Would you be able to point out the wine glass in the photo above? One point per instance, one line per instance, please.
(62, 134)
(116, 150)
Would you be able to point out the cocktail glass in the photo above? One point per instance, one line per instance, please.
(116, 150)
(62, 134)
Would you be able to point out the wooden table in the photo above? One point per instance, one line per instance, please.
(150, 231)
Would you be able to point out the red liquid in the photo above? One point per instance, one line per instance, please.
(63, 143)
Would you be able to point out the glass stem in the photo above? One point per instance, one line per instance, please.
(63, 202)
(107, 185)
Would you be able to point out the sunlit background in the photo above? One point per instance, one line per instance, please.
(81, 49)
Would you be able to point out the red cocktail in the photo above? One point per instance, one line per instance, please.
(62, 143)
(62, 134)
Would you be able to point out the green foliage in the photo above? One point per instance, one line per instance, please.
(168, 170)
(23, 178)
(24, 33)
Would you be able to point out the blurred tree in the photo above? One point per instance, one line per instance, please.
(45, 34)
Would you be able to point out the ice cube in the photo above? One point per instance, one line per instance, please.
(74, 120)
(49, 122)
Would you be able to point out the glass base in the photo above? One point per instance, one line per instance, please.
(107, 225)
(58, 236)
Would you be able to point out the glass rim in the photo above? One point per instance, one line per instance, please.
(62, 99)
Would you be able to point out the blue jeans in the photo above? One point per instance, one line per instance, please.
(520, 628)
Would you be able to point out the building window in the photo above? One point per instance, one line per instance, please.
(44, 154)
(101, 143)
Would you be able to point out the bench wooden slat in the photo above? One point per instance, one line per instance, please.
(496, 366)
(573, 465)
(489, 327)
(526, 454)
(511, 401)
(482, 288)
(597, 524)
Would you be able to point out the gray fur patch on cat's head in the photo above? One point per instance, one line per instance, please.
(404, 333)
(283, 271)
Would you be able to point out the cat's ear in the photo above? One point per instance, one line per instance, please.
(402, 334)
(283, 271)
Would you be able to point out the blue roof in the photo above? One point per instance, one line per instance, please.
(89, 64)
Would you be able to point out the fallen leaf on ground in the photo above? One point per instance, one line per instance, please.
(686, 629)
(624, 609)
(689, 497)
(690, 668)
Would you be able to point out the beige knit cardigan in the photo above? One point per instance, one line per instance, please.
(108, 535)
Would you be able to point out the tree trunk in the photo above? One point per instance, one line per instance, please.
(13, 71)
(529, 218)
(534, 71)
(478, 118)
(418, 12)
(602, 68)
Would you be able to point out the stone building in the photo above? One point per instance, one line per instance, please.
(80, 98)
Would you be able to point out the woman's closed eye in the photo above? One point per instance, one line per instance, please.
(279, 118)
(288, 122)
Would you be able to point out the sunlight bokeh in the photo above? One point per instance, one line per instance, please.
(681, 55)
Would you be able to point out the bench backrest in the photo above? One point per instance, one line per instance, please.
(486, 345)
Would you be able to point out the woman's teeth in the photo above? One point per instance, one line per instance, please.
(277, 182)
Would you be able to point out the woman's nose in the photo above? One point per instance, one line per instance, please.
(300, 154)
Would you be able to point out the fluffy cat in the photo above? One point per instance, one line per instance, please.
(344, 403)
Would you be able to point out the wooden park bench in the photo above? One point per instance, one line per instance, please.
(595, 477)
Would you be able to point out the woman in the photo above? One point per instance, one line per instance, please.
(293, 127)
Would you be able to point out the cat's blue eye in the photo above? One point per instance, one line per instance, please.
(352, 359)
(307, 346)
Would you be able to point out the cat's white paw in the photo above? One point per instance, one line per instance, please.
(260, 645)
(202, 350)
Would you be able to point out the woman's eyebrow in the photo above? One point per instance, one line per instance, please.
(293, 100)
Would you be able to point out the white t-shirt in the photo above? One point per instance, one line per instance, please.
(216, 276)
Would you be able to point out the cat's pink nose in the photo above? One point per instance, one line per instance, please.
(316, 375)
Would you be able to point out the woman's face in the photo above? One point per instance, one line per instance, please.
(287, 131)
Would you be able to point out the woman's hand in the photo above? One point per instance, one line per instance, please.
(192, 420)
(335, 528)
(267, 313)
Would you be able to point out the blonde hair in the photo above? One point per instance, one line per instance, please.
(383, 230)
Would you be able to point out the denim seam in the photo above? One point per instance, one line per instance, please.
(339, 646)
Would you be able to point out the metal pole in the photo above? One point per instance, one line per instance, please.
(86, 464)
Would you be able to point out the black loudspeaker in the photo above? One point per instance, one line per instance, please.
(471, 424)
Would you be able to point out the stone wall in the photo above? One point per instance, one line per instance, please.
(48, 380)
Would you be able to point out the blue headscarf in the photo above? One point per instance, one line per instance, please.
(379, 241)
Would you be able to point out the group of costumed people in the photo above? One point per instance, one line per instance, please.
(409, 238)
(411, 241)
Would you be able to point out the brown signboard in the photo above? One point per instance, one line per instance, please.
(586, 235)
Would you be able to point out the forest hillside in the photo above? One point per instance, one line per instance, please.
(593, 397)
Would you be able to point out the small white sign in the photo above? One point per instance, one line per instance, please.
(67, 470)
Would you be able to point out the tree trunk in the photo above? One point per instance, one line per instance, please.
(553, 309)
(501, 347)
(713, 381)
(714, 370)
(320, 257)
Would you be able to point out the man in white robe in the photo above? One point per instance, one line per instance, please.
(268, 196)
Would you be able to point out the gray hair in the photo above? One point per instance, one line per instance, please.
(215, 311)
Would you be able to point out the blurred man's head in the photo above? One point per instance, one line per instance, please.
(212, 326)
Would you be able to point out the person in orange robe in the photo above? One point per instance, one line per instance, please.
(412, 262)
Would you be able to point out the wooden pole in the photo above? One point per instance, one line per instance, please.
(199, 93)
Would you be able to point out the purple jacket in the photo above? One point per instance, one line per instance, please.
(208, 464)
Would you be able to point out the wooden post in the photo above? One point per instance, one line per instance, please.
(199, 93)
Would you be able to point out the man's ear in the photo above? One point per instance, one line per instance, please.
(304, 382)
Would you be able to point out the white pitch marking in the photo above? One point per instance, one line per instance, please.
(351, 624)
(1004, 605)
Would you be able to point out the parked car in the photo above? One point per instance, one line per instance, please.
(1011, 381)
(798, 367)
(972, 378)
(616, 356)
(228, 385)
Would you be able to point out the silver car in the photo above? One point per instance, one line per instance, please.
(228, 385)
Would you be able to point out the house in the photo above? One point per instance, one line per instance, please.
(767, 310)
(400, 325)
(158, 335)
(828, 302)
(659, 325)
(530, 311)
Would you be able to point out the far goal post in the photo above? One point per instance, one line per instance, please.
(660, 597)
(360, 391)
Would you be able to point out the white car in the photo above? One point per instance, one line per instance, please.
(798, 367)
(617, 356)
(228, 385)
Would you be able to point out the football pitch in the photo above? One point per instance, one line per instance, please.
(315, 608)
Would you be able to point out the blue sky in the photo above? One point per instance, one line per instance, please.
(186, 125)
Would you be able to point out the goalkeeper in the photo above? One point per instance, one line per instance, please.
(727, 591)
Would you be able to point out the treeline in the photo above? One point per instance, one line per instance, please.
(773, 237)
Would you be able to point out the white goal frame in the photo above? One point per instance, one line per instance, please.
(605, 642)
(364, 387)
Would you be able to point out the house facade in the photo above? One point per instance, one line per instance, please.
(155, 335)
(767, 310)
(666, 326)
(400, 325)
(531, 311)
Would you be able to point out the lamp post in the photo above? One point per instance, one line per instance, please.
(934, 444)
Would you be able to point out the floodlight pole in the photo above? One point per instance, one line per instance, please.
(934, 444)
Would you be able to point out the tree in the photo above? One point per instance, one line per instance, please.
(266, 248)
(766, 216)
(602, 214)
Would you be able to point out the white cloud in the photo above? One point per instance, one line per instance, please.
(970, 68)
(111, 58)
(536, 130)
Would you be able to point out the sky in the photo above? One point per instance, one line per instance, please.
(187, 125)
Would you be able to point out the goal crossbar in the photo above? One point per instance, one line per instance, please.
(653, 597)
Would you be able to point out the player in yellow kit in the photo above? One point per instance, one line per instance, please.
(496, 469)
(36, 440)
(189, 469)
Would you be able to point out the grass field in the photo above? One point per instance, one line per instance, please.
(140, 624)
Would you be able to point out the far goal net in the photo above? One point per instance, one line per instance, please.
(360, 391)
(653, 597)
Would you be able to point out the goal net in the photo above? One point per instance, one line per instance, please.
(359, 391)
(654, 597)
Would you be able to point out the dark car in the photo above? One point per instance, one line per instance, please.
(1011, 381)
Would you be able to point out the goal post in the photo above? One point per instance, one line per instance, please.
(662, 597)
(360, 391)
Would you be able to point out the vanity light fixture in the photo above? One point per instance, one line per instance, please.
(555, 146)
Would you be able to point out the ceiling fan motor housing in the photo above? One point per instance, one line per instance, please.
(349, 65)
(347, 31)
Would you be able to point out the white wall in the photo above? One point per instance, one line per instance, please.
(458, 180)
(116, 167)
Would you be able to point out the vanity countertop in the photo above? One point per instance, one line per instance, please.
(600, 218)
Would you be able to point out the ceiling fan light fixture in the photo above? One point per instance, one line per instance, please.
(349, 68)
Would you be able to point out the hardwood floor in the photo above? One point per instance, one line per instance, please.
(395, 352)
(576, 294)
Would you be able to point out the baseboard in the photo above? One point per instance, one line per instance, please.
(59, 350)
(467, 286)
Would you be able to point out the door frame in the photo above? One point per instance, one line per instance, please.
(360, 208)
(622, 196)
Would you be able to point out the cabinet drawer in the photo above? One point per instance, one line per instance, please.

__________________________________________________

Problem to work on:
Starting from the line with "Would you be able to point out the vanity countertop" and ending with the final line of the data, quote every line exactly, both ends included.

Written reply:
Would you be able to point out the vanity countertop in the photo above? One point per instance, one line per instance, please.
(600, 218)
Would you be able to point out the ceiling fan light fixture in the photo above? One point per instance, one line per instance, please.
(349, 68)
Would you be able to point out the hardwood floor in the photo above? One point per instance, one line per instance, please.
(395, 352)
(576, 294)
Would you be able to point out the baseboard in the photo above? One point per instance, one line per instance, please.
(59, 350)
(467, 286)
Would you be able to point out the door frame in the photo above? One point per instance, one line per instance, please.
(360, 208)
(622, 196)
Would you be able to point out the cabinet drawer in the photo above? One point per instance, one line per instance, please.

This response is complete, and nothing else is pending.